• **Point-per-instance localization data**:

_ _ _

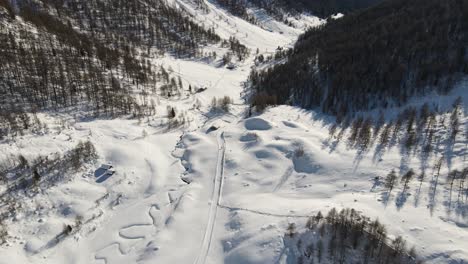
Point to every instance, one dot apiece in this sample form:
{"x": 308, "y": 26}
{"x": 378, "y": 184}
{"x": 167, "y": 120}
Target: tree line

_ _ _

• **What the task requires**: Please print every record exactly as written, without the pictures.

• **Expected answer**:
Point to every instance, one dot apiece in this sample form:
{"x": 308, "y": 26}
{"x": 378, "y": 184}
{"x": 167, "y": 120}
Target: tree line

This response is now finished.